#### Directions
Format the data below as a JSON list of strings, one string per line, beginning with the line containing "Outline every instance of the red tail fin." and continuing through the line containing "396), (667, 401)]". Leave out blank lines and the pictures.

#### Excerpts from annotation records
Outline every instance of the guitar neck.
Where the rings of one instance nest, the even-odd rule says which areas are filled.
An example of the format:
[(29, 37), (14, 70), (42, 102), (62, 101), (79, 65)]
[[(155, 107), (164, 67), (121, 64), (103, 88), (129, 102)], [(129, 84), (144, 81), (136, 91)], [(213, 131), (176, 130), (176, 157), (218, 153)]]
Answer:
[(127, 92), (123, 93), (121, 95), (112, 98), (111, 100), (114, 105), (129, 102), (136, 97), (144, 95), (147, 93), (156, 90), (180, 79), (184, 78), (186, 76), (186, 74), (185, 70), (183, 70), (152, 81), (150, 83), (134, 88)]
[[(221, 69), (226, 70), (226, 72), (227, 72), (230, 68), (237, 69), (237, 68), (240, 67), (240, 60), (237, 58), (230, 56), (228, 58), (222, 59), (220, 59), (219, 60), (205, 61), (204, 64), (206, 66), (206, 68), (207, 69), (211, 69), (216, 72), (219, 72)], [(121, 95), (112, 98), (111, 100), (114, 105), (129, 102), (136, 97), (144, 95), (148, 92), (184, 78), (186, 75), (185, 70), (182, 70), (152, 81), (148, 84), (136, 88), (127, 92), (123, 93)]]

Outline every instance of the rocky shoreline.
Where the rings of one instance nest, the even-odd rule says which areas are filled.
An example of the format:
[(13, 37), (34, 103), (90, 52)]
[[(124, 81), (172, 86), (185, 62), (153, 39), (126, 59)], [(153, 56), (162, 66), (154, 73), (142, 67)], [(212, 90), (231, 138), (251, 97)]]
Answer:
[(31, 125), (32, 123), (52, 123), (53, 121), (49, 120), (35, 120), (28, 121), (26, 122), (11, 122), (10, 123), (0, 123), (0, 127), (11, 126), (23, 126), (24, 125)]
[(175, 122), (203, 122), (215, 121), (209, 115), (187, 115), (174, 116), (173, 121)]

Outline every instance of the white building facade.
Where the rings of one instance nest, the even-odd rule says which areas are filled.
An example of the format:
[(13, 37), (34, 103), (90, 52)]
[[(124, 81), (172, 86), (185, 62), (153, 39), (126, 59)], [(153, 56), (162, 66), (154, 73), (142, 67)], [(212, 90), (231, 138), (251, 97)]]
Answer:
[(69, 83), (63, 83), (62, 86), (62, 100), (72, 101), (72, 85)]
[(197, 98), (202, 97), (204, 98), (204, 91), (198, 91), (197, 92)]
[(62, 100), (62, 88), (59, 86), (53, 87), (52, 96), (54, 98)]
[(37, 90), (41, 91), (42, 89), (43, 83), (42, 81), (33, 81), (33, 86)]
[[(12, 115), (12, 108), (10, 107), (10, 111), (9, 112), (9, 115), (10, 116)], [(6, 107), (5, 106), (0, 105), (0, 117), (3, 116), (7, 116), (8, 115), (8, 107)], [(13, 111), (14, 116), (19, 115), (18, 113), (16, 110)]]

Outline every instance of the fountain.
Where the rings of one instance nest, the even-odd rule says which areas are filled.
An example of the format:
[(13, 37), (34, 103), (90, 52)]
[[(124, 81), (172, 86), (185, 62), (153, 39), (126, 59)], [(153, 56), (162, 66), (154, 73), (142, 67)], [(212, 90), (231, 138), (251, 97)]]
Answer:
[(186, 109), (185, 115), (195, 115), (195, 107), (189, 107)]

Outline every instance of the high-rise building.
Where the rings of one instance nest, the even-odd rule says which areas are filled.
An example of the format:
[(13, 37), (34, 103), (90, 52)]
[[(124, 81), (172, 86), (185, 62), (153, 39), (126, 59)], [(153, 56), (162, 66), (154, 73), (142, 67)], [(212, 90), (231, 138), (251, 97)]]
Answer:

==

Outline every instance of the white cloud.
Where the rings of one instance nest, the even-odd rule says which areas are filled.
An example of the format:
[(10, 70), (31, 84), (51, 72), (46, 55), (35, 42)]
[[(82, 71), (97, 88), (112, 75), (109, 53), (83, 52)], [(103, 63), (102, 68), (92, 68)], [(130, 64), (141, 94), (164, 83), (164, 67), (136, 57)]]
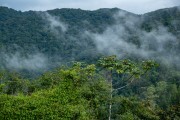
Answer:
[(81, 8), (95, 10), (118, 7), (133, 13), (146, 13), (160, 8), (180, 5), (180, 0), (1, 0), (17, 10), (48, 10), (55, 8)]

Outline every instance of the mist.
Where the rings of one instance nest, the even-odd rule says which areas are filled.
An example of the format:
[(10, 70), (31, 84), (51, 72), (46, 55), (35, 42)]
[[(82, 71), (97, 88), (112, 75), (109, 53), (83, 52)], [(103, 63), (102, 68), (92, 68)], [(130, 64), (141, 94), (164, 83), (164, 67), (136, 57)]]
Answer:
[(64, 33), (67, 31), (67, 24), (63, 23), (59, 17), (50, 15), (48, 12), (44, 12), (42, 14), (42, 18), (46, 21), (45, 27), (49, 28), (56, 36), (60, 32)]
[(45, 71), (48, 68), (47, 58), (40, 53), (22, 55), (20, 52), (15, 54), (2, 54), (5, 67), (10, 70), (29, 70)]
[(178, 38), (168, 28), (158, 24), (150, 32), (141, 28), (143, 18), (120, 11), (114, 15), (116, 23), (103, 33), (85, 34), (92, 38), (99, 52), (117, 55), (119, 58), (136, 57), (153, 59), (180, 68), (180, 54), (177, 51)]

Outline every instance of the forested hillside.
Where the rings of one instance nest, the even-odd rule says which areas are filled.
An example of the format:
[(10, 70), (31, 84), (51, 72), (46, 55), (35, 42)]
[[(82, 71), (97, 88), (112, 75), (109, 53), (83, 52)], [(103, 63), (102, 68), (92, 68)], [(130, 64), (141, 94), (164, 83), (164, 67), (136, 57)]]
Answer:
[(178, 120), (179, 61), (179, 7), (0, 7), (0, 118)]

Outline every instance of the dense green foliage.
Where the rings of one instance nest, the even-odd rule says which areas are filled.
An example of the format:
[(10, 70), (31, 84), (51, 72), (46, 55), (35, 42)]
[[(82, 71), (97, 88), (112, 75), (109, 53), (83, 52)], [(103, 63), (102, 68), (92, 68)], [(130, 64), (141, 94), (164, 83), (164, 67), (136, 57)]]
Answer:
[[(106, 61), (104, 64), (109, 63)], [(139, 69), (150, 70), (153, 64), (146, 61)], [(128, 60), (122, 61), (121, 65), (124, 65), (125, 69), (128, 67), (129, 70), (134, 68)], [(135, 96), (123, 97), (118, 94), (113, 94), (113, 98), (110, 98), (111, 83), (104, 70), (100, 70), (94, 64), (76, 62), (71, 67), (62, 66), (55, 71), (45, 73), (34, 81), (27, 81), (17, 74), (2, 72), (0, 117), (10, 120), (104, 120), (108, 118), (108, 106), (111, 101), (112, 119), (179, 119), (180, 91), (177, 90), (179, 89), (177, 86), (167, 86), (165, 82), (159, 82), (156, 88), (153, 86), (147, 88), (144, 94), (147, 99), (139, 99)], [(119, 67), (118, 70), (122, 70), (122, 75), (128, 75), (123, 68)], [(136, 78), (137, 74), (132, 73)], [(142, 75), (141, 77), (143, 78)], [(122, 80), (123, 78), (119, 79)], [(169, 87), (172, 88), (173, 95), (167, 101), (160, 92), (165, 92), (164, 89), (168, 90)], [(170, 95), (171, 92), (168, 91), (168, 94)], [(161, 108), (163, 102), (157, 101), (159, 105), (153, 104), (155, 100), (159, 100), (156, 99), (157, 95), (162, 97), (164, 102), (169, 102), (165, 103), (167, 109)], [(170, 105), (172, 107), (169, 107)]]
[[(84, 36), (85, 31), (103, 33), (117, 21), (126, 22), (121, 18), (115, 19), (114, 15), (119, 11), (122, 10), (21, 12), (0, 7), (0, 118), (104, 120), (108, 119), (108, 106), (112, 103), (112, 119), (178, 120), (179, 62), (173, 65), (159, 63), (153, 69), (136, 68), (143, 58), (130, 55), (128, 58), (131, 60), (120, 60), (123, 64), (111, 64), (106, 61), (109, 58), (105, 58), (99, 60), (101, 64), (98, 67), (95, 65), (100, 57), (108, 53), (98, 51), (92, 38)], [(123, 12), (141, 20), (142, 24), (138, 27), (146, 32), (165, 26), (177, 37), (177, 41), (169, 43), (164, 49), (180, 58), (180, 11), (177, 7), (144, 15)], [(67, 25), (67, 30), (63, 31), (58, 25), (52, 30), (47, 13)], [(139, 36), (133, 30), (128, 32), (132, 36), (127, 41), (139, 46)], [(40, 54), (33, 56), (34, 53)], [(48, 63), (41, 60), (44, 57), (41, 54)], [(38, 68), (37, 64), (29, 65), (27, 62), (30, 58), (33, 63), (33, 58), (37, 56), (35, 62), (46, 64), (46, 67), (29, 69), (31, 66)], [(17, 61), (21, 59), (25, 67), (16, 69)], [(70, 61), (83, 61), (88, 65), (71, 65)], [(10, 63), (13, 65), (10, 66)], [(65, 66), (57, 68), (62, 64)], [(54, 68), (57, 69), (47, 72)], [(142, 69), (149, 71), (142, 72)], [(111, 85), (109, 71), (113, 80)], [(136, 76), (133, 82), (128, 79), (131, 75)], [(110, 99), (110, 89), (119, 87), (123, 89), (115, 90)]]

--

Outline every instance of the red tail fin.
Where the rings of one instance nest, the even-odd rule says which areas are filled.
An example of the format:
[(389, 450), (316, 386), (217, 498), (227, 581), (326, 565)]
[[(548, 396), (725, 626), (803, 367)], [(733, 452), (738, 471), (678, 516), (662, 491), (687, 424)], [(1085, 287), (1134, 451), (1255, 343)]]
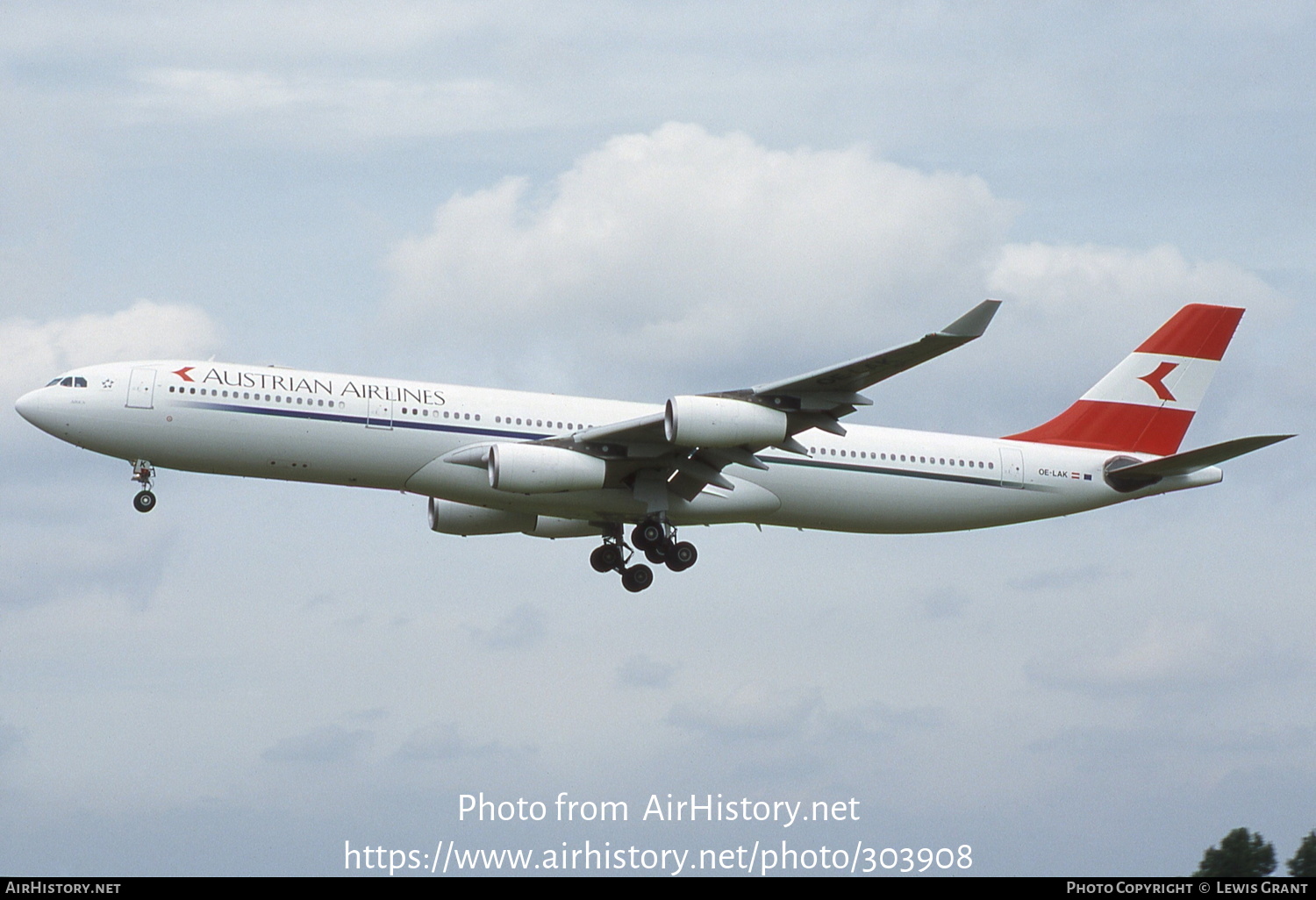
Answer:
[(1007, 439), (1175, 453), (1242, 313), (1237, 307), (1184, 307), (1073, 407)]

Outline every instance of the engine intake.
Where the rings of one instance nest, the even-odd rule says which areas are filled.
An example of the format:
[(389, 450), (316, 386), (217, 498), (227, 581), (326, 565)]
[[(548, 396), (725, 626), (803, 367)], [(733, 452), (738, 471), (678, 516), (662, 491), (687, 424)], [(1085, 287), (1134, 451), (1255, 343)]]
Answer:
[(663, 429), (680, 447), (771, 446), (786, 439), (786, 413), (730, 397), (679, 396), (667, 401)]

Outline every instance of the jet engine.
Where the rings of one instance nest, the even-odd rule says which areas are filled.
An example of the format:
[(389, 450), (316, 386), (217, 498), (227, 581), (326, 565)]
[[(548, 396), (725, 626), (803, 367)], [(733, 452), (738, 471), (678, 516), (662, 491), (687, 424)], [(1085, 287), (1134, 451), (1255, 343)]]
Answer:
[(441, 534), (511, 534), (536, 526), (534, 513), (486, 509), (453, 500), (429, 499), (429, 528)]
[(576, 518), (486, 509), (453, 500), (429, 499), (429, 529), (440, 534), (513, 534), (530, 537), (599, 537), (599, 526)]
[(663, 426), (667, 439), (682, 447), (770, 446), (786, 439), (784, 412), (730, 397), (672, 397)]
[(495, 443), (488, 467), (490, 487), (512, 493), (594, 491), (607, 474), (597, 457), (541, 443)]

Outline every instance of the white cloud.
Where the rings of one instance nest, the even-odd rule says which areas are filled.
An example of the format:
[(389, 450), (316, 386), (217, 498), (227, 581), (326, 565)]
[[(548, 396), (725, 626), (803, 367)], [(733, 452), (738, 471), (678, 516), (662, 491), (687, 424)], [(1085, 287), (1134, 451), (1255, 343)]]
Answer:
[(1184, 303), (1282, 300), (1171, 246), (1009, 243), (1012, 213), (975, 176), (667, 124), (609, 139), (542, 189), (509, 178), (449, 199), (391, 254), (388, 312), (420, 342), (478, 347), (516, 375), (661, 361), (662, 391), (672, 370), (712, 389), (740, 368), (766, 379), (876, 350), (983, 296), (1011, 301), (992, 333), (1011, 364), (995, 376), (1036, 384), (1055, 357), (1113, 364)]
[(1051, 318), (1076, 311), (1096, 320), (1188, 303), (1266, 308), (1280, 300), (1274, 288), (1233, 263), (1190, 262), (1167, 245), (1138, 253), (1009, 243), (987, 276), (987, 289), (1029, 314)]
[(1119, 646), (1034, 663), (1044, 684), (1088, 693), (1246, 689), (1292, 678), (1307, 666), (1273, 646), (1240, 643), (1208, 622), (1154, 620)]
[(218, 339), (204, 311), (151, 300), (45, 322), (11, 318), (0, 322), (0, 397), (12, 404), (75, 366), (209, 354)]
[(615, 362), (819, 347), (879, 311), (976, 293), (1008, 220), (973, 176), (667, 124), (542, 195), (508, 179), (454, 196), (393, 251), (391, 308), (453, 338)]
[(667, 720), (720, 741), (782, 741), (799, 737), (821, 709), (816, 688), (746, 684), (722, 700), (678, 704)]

#### Solution for this task
[
  "Outline every instance of the red tail fin.",
  "Where the rings of one instance nest, the even-odd rule says which areas are filled.",
  "An example of the format:",
  "[(389, 450), (316, 386), (217, 498), (227, 581), (326, 565)]",
  "[[(548, 396), (725, 626), (803, 367)], [(733, 452), (738, 471), (678, 516), (662, 491), (687, 424)], [(1085, 287), (1134, 451), (1255, 343)]]",
  "Answer:",
  "[(1007, 439), (1175, 453), (1242, 313), (1237, 307), (1184, 307), (1073, 407)]",
  "Outline every instance of the engine intake.",
  "Where the rings of one instance nest, the even-odd rule says which areas are filled.",
  "An example of the format:",
  "[(389, 450), (316, 386), (217, 498), (227, 581), (326, 565)]",
  "[[(548, 396), (725, 626), (803, 367)], [(733, 452), (738, 471), (678, 516), (662, 491), (687, 424)], [(1085, 287), (1134, 451), (1255, 343)]]",
  "Answer:",
  "[(663, 429), (680, 447), (771, 446), (786, 439), (786, 413), (730, 397), (679, 396), (667, 401)]"
]